··· Brano da leggere ···

La capacità di riconoscere i vissuti emotivi e attribuire loro un senso aiuta dunque a comprendere le situazioni, a superare gli ostacoli liberando energia positiva nell’ambiente di lavoro.

Intelligenza emotiva è quella che lo psicologo americano Daniel Goleman definisce “la capacità di riconoscere i propri sentimenti e quelli degli altri, ma anche la capacità di saper gestire le emozioni in modo efficace”. Questo significa essere intelligenti con le emozioni. Significa essere capaci di unire pensiero ed emozione per prendere decisioni.

Insieme a Richard Boyatzis, professore alla Case Western Reserve University, Goleman ha individuato quattroambiti che compongono la competenza emotiva e sociale sul posto di lavoro:

  • Autoconsapevolezza: l’arte di capire se stessi, con le proprie debolezze e i propri punti di forza. Una connessione step by step con la nostra esperienza emotiva in evoluzione è la chiave per capire come le emozioni influenzano pensieri e azioni.

··· Voci fornite ···

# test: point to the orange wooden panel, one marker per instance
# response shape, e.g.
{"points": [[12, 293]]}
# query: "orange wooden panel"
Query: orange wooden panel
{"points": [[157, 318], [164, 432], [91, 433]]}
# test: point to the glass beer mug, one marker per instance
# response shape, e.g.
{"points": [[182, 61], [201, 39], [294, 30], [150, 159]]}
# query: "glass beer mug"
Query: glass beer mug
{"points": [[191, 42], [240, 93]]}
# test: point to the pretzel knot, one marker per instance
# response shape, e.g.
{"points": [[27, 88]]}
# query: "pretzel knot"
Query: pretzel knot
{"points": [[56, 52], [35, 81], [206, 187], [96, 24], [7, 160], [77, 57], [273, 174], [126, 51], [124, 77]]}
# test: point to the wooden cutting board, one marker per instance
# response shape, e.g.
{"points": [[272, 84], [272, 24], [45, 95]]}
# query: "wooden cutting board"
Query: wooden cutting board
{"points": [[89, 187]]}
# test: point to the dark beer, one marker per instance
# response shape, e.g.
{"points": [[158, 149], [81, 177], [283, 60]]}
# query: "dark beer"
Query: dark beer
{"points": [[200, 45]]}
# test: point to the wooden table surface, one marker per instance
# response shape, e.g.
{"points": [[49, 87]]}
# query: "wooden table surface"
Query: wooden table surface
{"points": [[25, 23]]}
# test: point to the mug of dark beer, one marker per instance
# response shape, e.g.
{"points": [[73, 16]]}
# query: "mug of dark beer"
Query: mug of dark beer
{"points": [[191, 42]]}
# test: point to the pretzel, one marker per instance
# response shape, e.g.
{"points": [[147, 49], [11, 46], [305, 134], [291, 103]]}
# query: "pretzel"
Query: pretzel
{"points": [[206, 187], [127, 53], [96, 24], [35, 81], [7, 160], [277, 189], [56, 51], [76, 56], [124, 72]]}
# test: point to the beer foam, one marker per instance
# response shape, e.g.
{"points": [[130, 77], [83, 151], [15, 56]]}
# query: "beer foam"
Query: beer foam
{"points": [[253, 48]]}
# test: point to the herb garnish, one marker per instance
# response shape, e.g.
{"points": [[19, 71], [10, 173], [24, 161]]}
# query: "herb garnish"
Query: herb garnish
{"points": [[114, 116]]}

···

_Consegna 1_. Riscrivi in forma più breve il paragrafo del brano sull'intelligenza emotiva che comincia con "Intelligenza emotiva è quella che", mantenendone i fatti principali.
_Consegna 2_.
Rispondi alle domande sul brano sull'intelligenza emotiva.
(a) Che ruolo ricopre Richard Boyatzis?
(b) Nella prima frase, quale capacità aiuta a comprendere le situazioni e a superare gli ostacoli?
(c) Come viene definita l'autoconsapevolezza?

_Soluzione 1_. Secondo lo psicologo americano Daniel Goleman, l'intelligenza emotiva è la capacità di riconoscere i sentimenti propri e altrui e di gestire le emozioni in modo efficace. Vuol dire essere intelligenti con le emozioni e saper unire pensiero ed emozione per prendere decisioni.

_Soluzione 2_.
(a) È professore alla Case Western Reserve University.
(b) La capacità di riconoscere i vissuti emotivi e di attribuire loro un senso.
(c) Come l'arte di capire se stessi, con le proprie debolezze e i propri punti di forza.